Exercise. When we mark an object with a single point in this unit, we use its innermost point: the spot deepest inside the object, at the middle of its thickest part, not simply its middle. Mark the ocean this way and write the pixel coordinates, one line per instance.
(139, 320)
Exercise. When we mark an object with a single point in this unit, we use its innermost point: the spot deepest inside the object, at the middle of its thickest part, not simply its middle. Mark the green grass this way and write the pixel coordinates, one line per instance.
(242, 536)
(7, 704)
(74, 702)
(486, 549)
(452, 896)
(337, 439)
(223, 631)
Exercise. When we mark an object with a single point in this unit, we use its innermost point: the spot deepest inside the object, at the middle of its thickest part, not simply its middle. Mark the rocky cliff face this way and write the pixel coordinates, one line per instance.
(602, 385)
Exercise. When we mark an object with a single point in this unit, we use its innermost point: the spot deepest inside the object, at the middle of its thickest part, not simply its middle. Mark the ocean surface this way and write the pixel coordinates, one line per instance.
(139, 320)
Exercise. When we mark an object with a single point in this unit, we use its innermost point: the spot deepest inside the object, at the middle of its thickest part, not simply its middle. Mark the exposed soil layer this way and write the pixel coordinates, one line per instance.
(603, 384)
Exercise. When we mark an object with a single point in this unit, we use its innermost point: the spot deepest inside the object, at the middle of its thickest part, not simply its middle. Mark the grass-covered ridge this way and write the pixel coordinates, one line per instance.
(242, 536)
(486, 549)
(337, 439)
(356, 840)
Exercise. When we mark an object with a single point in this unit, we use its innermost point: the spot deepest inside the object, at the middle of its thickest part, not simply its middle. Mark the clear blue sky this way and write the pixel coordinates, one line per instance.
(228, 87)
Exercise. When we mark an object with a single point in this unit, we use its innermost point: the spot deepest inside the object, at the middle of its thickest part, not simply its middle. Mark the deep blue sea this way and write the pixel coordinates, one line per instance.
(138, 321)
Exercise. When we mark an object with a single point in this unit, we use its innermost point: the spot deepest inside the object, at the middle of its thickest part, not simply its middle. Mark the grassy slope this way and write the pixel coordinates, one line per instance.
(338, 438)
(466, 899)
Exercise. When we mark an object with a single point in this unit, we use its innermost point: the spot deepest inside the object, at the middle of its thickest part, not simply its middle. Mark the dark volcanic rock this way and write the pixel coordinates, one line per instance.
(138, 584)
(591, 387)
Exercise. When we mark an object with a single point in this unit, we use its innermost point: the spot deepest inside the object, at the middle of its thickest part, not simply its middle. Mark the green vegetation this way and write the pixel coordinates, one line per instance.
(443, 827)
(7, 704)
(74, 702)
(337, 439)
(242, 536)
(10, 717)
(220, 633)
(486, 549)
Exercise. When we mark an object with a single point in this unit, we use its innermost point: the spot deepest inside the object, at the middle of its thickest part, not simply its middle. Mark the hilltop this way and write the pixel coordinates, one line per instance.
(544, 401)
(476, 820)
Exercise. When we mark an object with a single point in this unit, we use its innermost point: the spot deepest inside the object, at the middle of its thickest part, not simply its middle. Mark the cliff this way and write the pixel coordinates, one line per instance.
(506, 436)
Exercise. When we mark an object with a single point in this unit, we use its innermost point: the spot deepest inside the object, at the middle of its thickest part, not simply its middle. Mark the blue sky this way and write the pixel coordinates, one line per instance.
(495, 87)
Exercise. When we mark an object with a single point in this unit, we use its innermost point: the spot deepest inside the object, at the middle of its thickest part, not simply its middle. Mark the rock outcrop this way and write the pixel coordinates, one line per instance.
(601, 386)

━━━━━━━━━━

[Stated problem]: Express every entry above as a two-column CSV with the header row instruction,points, one row per entry. Put the entry's text in the instruction field and its answer in the points field, with each field quoted and every line break replaced by a space.

[Problem solution]:
instruction,points
"Exercise. When we mark an object with a single point in this unit, we use its innermost point: the spot deepest inside the object, at the middle of its thickest part, not simply its middle. Mark the ocean this way and write the pixel coordinates, one line per instance.","(139, 320)"
"Exercise. When we mark an object with a single point in this unit, we use its innermost point: the spot deepest inside the object, at the middle of its thickest part, not simply its middle. Mark the green grass this way and write the pixel coordinates, one line per instance.","(242, 536) (7, 704) (74, 702) (486, 549) (452, 896) (337, 439) (223, 631)"
"Exercise. When we mark an object with a single point in this unit, we use its innermost point: the spot deepest inside the object, at the middle of its thickest part, not simply its middle. Mark the rocky cliff face this way and write the pixel coordinates, one line per instance.","(602, 385)"
"Exercise. When we mark an object with a single point in this unit, we use its innermost point: the spot deepest inside the object, at the middle of its thickest part, not simply its middle. Mark the ocean surface this way and write the pixel coordinates, one line per instance.","(139, 320)"
"Exercise. When we mark an object with a single point in this unit, we use its innermost point: the spot deepest inside the object, at the middle of its thickest part, not simply its middle. Mark the exposed soil layer this way and write the pixel coordinates, one line per instance.","(603, 384)"
"Exercise. When we mark an object with a single point in this unit, we use its innermost point: the spot deepest inside the object, at the middle of its thickest part, not simply its middle. Mark the grass-covered ridge this way and write the pixel coordinates, one line per instance.","(242, 536) (486, 549) (337, 439) (356, 840)"
"Exercise. When we mark an object with a single point in this unit, we use its innermost point: the spot deepest inside the object, at the middle of its thickest part, not simply its middle. Mark the clear blue sky this way and write the pixel coordinates, one line per instance.","(228, 87)"
"Exercise. When we mark an object with a single point in this unit, we use its innermost point: the spot deepest inside the object, at the middle of its thickest part, not simply its middle. Mark the deep blue sea this way and write the pixel coordinates, one line per instance.","(138, 321)"
"Exercise. When we mark an object with a single point in this unit, we use its innermost point: the spot deepest inside the object, at the middle of its thickest part, not simply its middle. Mark the grassy slope this way and write the pixel coordinates, one line per instance.","(338, 438) (466, 899)"
"Exercise. When we mark an object with a single point in this unit, we use its innermost point: the spot deepest inside the object, at the middle of its thickest part, not simply its middle. Mark the dark volcanic rock this way and write the pixel coordinates, one line per instance.","(138, 584) (591, 387)"
"Exercise. When we mark an object with a single point in this unit, we use its innermost point: the spot deepest inside the object, at the middle of its thickest part, not simply its middle. Mark the green vegetation this way and write the pixel coordinates, one line per instance.","(443, 827) (7, 704) (74, 702) (337, 439) (242, 536) (10, 717) (220, 633) (486, 549)"
"Exercise. When we mark an object with a single point in this unit, we use its innermost point: the spot deepest inside the object, at the middle of its thickest part, not simply its middle. Mark the hilltop this way and write the pixel coordinates, one line per instance.","(544, 401) (476, 820)"
"Exercise. When we mark an object with a single point in this unit, we use its innermost point: the spot deepest inside the object, at the middle of its thickest part, not simply its middle. Mark the cliff this way and write the pixel coordinates, one line per instance.","(506, 436)"
"Exercise. When we mark an object with a single point in this unit, we use its innermost point: the spot deepest inside the object, at the middle of its thickest part, not simply its middle. Mark the blue sky this way and write the pixel coordinates, one line per instance.","(495, 87)"
"Exercise. When we mark an object with a single point in this unit, we use its innermost point: the spot deepest inside the object, at the middle of its thickest part, not simply its middle. Mark the rock outcrop this way and write the pixel coordinates, one line per instance.","(601, 386)"